REQUEST: Pull out every line of the data below and copy each one word for word, with no changes.

BEGIN TASK MATERIAL

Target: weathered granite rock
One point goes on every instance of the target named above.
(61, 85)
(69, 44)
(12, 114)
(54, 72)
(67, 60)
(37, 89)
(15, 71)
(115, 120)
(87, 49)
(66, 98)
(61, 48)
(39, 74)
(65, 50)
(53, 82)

END TASK MATERIAL

OUTPUT OF THE TASK:
Target: weathered granite rock
One point goes on every instance of the target named above.
(61, 85)
(69, 44)
(12, 114)
(54, 72)
(67, 60)
(37, 89)
(15, 71)
(115, 120)
(87, 49)
(66, 98)
(61, 48)
(39, 74)
(65, 50)
(53, 82)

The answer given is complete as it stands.